**Complete the following:**
a – Using the court order, explain why the plaintiff filed a motion to proceed in forma pauperis.
b – Decide whether each statement agrees with the court order, answering yes or no and quoting the deciding words: (i) The plaintiff is currently held at Centinela State Prison. (ii) The plaintiff asks for $500 million in compensatory and punitive damages. (iii) Under the amended section 1915, a prisoner with three or more qualifying prior dismissals can still proceed IFP if in imminent danger of serious physical injury.
c – According to the court order, who delivered the opinion of the court?

**Supplied passage:**
>>>>
United States District Court, S.D. California


November 9, 2005.

JOSE ALFREDO OCHOA MORANDO, CDC #H-48302, Plaintiff,
v.
ROSA GARCIA, Defendant.

The opinion of the court was delivered by: MARILYN HUFF, District Judge

ORDER:

(1) DENYING MOTION TO PROCEED IN FORMA PAUPERIS AS BARRED BY 28 U.S.C. § 1915(g) [Doc. No. 2];
(2) SUA SPONTE DISMISSING COMPLAINT WITHOUT LEAVE TO AMEND AS FRIVOLOUS PURSUANT TO 28 U.S.C. § 1915A(b);
AND
(3) CERTIFYING THAT IN FORMA PAUPERIS APPEAL WOULD NOT BE TAKEN IN GOOD FAITH PER 28 U.S.C. § 1915(a)(3)
Plaintiff, a state prisoner proceeding pro se, and currently incarcerated at Avenal State Prison in Avenal, California, has submitted a civil rights Complaint pursuant to 42 U.S.C. § 1983. While his Complaint is very difficult to understand, it appears Plaintiff is claiming that the former Warden of Centinela State Prison ("CEN") authorized or conspired with other unidentified CEN officials to kill him in 1991, 1992, 1995, 1997, 1999 and 2001. (See Compl. at 1-6.) Plaintiff seeks $500 million in both compensatory and punitive damages, and sets forth an incomprehensible request for injunctive relief. (Id. at 7.)

Plaintiff has not prepaid the $250 civil filing fee required by 28 U.S.C. § 1914(a); instead he had submitted a Motion to Proceed In Forma Pauperis ("IFP") pursuant to 28 U.S.C. § 1915(a) [Doc. No. 2].

  I. Motion to Proceed IFP

  Section 1915 of Title 28 of the United States Code allows certain litigants to pursue civil litigation IFP, that is, without the full prepayment of fees or costs. 28 U.S.C. § 1915(a)(2). However, the Prison Litigation Reform Act ("PLRA") amended section 1915 to preclude the privilege to proceed IFP:

. . . if the prisoner has, on 3 or more prior occasions, while incarcerated or detained in any facility, brought an action or appeal in a court of the United States that was dismissed on the grounds that it is frivolous, malicious, or fails to state a claim upon which relief can be granted, unless the prisoner is under imminent danger of serious physical injury.
<<<<
(Picture annotation records)
>>>>
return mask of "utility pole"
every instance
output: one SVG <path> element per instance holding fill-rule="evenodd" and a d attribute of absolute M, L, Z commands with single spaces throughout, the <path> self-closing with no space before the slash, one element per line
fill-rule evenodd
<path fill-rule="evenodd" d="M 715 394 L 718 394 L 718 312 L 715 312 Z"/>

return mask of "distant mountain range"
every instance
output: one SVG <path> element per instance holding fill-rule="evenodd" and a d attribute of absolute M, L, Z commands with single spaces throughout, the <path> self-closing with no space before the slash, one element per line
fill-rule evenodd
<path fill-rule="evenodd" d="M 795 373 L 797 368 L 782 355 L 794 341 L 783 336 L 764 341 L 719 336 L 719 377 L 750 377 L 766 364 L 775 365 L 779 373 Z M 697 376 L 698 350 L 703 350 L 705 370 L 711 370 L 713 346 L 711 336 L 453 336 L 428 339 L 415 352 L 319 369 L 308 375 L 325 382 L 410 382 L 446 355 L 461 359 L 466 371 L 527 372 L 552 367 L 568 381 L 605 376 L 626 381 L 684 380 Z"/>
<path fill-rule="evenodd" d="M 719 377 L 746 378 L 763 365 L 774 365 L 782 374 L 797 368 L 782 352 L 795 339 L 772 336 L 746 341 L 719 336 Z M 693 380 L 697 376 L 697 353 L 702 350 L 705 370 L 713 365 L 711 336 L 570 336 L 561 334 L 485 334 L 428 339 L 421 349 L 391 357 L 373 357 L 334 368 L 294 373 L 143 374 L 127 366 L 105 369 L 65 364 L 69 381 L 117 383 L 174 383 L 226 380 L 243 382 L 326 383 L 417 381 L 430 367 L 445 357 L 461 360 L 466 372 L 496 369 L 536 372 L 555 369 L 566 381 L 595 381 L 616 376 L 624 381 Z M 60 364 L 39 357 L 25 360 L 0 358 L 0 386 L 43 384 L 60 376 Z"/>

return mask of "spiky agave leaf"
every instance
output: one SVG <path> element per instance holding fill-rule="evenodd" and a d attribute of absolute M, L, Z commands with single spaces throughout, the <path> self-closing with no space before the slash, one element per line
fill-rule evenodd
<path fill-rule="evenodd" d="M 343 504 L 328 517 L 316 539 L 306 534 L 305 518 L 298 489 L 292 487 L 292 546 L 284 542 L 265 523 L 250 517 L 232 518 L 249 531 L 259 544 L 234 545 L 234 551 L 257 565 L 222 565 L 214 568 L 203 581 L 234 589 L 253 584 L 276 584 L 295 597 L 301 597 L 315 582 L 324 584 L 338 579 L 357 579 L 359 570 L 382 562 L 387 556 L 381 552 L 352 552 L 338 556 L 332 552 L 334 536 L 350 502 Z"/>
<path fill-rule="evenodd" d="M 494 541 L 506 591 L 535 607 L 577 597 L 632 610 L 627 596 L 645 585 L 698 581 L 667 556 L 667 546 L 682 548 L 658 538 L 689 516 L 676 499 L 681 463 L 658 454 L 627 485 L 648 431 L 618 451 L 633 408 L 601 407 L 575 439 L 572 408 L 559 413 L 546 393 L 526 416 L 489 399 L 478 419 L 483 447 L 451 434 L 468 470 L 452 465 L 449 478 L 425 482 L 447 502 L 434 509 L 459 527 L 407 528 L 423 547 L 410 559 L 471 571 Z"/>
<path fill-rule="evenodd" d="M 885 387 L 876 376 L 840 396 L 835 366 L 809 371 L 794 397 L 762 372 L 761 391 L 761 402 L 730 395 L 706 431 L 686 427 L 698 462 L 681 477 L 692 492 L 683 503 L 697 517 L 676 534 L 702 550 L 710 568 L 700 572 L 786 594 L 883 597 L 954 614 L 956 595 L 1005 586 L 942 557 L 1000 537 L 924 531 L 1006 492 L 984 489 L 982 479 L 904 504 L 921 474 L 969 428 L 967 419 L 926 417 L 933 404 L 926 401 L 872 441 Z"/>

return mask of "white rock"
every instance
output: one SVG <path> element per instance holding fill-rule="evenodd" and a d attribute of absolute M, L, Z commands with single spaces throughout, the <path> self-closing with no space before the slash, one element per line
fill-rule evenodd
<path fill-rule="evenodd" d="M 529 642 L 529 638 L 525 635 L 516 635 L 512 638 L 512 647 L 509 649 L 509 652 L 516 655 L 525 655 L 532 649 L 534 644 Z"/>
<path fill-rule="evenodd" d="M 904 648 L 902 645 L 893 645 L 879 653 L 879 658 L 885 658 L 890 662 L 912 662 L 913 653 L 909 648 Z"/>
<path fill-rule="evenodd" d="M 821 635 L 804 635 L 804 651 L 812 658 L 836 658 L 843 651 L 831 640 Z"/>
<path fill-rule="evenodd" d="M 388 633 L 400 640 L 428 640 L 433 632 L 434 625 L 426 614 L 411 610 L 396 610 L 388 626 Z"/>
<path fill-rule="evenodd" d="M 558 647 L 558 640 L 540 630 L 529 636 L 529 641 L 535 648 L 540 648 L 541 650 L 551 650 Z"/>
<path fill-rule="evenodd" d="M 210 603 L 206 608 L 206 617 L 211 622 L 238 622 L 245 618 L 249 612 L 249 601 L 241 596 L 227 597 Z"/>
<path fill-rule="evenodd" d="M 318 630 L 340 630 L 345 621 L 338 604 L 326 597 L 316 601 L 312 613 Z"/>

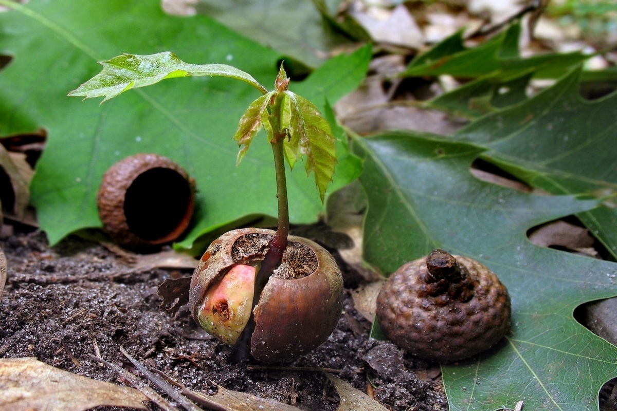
<<<<
**Answers for the exercise:**
a – The plaintiff had not prepaid the $250 civil filing fee required by 28 U.S.C. § 1914(a). Section 1915 lets certain litigants pursue civil litigation without the full prepayment of fees or costs, so he asked to proceed that way instead.

b –
(i) No: "currently incarcerated at Avenal State Prison in Avenal, California"
(ii) Yes: "Plaintiff seeks $500 million in both compensatory and punitive damages"
(iii) Yes: "unless the prisoner is under imminent danger of serious physical injury"

c – Marilyn Huff, District Judge.